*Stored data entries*
☆ ☆ ☆ ☆

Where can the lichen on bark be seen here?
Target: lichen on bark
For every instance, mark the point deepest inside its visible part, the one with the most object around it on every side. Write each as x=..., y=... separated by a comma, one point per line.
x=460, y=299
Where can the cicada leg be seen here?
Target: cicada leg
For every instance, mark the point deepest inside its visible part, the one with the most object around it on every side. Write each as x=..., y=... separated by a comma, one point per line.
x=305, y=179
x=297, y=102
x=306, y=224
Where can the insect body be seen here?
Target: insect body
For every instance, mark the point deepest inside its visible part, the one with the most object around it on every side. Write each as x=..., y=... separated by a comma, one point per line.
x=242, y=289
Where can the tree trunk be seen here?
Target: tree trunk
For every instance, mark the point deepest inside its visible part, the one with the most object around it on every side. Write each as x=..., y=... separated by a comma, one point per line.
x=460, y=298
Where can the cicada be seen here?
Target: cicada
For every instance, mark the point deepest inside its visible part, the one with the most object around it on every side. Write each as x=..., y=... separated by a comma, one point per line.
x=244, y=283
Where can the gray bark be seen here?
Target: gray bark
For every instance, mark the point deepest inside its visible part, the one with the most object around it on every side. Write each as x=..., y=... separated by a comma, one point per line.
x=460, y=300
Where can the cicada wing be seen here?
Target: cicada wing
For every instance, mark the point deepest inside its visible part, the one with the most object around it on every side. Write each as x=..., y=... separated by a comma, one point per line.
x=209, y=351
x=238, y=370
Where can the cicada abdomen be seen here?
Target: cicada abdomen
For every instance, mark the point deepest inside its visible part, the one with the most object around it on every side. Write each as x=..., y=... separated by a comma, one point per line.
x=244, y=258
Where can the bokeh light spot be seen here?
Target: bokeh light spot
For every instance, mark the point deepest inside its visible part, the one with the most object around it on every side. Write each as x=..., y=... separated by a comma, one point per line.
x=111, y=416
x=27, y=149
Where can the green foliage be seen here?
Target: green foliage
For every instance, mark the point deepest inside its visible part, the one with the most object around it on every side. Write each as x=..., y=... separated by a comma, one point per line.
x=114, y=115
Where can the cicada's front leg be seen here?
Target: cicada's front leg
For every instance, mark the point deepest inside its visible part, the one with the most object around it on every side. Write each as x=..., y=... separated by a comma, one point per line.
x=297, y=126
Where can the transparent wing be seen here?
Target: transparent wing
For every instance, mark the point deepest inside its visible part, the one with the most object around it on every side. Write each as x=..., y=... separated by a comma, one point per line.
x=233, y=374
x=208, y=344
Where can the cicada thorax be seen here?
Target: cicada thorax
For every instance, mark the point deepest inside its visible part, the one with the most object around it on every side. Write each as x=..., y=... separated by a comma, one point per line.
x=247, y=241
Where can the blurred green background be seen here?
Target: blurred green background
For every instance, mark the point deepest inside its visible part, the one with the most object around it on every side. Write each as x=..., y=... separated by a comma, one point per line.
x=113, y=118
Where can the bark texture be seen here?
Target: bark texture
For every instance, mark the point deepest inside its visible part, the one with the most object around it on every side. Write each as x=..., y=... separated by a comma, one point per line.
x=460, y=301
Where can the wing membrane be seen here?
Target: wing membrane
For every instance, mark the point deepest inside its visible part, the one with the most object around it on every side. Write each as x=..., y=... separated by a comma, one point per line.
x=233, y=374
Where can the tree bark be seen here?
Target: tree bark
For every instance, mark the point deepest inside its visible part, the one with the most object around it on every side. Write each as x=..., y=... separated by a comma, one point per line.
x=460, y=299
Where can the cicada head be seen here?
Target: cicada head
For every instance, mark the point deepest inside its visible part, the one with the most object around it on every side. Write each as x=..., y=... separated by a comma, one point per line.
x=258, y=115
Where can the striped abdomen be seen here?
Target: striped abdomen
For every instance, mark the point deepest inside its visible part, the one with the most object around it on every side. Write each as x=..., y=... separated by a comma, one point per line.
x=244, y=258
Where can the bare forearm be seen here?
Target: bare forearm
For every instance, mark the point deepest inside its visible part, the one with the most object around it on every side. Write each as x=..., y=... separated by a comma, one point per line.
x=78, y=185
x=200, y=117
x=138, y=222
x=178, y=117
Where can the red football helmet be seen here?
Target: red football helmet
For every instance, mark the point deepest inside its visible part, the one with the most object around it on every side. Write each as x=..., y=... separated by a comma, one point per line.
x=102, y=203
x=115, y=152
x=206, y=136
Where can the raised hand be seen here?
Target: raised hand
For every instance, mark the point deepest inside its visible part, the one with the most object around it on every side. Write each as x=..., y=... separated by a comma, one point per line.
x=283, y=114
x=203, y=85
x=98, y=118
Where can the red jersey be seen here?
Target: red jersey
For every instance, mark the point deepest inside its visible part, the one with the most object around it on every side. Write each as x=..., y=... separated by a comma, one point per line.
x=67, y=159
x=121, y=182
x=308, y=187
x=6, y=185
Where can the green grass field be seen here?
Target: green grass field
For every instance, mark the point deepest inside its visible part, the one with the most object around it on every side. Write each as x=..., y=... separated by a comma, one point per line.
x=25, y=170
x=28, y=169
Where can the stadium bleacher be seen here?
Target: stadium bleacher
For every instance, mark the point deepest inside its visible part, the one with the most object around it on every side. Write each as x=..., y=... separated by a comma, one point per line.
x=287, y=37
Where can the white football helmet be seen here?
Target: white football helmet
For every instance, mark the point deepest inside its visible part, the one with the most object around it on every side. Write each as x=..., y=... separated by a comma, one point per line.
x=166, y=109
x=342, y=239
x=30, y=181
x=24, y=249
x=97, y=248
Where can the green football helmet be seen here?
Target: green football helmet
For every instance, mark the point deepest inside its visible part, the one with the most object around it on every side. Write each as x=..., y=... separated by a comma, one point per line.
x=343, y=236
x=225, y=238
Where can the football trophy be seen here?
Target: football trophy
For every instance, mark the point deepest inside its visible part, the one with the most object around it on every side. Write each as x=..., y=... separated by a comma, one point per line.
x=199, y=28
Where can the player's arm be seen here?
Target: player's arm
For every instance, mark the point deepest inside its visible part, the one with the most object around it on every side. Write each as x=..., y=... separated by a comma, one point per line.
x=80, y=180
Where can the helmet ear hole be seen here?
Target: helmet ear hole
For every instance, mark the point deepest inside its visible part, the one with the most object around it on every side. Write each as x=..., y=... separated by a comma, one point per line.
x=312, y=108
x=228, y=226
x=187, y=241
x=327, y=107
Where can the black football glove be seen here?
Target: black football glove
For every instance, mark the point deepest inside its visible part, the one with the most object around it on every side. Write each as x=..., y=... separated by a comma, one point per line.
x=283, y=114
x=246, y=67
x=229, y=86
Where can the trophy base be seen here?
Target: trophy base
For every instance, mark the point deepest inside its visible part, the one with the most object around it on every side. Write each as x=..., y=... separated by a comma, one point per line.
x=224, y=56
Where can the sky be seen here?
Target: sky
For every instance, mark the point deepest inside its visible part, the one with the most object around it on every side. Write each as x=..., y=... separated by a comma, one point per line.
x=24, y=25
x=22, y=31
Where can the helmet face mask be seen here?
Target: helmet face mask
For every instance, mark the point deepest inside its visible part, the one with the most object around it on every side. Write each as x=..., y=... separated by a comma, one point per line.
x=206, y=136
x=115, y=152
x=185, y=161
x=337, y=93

☆ ☆ ☆ ☆

*Task goal*
Look above and return each line of the records exactly, from the very first through the line with "Target: insect body", both included.

*Answer box*
Where can the lichen on bark be seen here?
Target: lichen on bark
For every instance, mark the point deepest inside its visible part, the one with the most object around it on every side. Write each as x=..., y=... separated by a comma, one point per line.
x=460, y=299
Where can the cicada leg be seen here?
Target: cicada leg
For every instance, mark the point deepest inside its visible part, the one with the most object around it on every side. Write each as x=..., y=... separated by a comma, one point per line.
x=305, y=179
x=297, y=102
x=306, y=224
Where can the insect body be seen here?
Target: insect body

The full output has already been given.